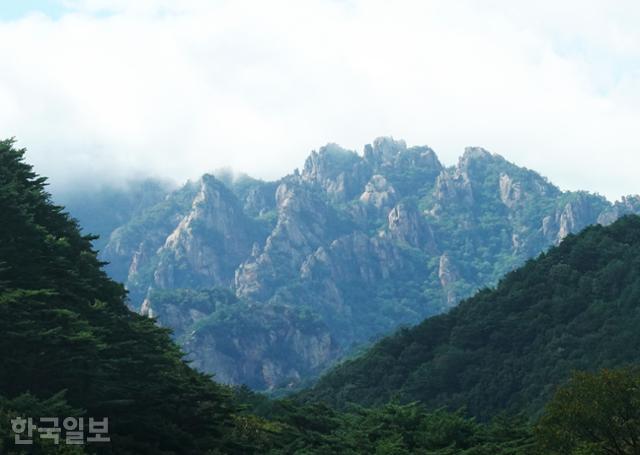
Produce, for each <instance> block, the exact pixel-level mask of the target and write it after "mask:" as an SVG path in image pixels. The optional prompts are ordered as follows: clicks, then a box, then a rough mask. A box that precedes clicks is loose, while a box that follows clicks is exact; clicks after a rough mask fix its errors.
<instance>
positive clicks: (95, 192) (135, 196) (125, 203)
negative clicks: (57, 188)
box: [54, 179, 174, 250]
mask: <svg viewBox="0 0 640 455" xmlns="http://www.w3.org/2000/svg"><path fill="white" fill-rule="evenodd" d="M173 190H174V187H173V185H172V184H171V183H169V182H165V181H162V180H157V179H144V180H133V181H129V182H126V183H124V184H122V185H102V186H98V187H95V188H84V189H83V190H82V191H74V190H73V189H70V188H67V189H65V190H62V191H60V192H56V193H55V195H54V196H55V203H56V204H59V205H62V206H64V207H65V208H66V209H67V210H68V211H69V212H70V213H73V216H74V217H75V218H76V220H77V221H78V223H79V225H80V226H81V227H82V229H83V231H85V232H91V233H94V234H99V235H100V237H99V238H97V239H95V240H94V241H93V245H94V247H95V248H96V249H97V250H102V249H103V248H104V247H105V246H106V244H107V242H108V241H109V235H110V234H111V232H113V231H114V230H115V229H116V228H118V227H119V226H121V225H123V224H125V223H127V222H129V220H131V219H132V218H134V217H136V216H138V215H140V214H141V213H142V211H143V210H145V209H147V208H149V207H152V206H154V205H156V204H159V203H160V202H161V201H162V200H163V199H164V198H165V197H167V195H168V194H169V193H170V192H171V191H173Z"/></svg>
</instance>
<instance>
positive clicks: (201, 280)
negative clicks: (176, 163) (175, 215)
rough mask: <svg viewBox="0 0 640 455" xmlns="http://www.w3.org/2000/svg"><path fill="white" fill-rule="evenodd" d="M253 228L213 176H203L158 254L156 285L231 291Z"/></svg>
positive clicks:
-*-
#### Directions:
Your answer should consist of the lines from the line with "rough mask: <svg" through the last line of the data, set down exactly, both included.

#### Your solution:
rough mask: <svg viewBox="0 0 640 455" xmlns="http://www.w3.org/2000/svg"><path fill="white" fill-rule="evenodd" d="M253 228L213 176H203L158 254L156 285L231 291Z"/></svg>
positive clicks:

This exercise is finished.